Records to use
•••

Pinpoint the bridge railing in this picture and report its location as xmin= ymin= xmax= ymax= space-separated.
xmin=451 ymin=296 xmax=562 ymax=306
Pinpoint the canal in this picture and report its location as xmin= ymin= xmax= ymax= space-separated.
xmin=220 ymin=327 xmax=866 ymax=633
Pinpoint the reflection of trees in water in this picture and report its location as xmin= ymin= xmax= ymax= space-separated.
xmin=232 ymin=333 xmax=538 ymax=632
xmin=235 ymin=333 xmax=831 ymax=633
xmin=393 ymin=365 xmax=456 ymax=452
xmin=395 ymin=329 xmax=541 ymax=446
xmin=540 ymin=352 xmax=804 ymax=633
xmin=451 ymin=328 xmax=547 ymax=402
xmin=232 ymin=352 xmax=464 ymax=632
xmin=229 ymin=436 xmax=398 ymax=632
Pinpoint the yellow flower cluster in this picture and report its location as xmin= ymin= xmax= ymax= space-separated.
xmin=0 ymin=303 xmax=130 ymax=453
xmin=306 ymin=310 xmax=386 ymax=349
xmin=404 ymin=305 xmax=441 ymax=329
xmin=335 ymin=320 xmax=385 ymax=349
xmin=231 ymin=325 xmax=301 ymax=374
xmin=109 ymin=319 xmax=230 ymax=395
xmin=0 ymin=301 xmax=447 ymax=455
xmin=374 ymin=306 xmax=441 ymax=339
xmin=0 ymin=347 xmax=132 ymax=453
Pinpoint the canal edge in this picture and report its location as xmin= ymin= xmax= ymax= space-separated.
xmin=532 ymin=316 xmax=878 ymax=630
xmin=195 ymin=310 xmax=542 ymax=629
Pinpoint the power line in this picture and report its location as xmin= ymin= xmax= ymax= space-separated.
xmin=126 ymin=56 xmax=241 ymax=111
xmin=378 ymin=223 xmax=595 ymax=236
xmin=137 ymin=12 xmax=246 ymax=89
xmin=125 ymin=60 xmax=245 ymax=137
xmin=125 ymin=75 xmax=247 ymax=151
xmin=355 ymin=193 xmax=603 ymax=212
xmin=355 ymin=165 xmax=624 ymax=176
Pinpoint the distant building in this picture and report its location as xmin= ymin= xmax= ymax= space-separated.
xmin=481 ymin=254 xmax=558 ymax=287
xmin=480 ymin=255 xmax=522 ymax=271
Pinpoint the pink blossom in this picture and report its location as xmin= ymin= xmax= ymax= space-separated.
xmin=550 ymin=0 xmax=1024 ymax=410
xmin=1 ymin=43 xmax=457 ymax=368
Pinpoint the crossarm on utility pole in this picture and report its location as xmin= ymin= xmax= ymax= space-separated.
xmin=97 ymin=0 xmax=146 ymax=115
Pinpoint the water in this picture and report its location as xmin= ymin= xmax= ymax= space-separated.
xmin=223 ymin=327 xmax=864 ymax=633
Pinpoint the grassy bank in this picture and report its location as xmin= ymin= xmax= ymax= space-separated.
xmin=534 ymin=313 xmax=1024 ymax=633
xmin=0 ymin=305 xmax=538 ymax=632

•••

Problem requirements
Reproduce the entries exactly. Every word has to stay the same.

Output of the exercise
Pinpoint the bridge railing in this picture and report its location as xmin= ymin= xmax= ymax= space-separated.
xmin=451 ymin=296 xmax=562 ymax=306
Pinpoint the canal in this picture and report its location as xmin= ymin= xmax= ymax= space-separated.
xmin=220 ymin=327 xmax=866 ymax=633
Pinpoint the reflection of trees in water in this picture and report its location as xmin= ymin= xmax= ymax= space-separated.
xmin=232 ymin=333 xmax=538 ymax=632
xmin=235 ymin=333 xmax=831 ymax=633
xmin=393 ymin=365 xmax=456 ymax=452
xmin=395 ymin=329 xmax=541 ymax=446
xmin=540 ymin=352 xmax=804 ymax=633
xmin=451 ymin=328 xmax=547 ymax=402
xmin=232 ymin=352 xmax=464 ymax=632
xmin=229 ymin=436 xmax=398 ymax=632
Pinpoint the yellow flower cluster in this picture and report its location as xmin= ymin= xmax= ymax= space-separated.
xmin=0 ymin=303 xmax=130 ymax=453
xmin=306 ymin=310 xmax=386 ymax=349
xmin=404 ymin=305 xmax=441 ymax=329
xmin=335 ymin=320 xmax=385 ymax=349
xmin=231 ymin=325 xmax=301 ymax=374
xmin=109 ymin=319 xmax=230 ymax=395
xmin=0 ymin=301 xmax=447 ymax=455
xmin=374 ymin=306 xmax=441 ymax=339
xmin=0 ymin=347 xmax=132 ymax=453
Pinpoint the canal edge in this picture and report its location as xmin= ymin= xmax= ymax= space-separated.
xmin=532 ymin=316 xmax=878 ymax=630
xmin=195 ymin=310 xmax=542 ymax=629
Pinpoint the power line in this picture and report its location as xmin= ymin= xmax= ymax= space-separated.
xmin=126 ymin=56 xmax=241 ymax=111
xmin=378 ymin=223 xmax=595 ymax=236
xmin=137 ymin=12 xmax=246 ymax=89
xmin=125 ymin=60 xmax=245 ymax=137
xmin=125 ymin=75 xmax=247 ymax=151
xmin=355 ymin=193 xmax=603 ymax=212
xmin=355 ymin=165 xmax=624 ymax=176
Pinpoint the distant building in this picture and report its location as xmin= ymin= xmax= ymax= space-separated.
xmin=481 ymin=254 xmax=558 ymax=287
xmin=480 ymin=255 xmax=522 ymax=271
Pinpoint the pink blossom in this picture and report its location as xmin= ymin= xmax= ymax= space-separated.
xmin=550 ymin=0 xmax=1024 ymax=410
xmin=1 ymin=43 xmax=457 ymax=368
Pinpoint the crossarm on utility pole in this picture and report its location as xmin= ymin= xmax= ymax= space-separated.
xmin=97 ymin=0 xmax=146 ymax=115
Pinpoint the water in this picture and report its location as xmin= ymin= xmax= ymax= space-separated.
xmin=223 ymin=327 xmax=864 ymax=633
Pinpoint the grassy bank in this picture and report its location as xmin= ymin= xmax= ymax= space-separated.
xmin=534 ymin=313 xmax=1024 ymax=633
xmin=0 ymin=305 xmax=538 ymax=632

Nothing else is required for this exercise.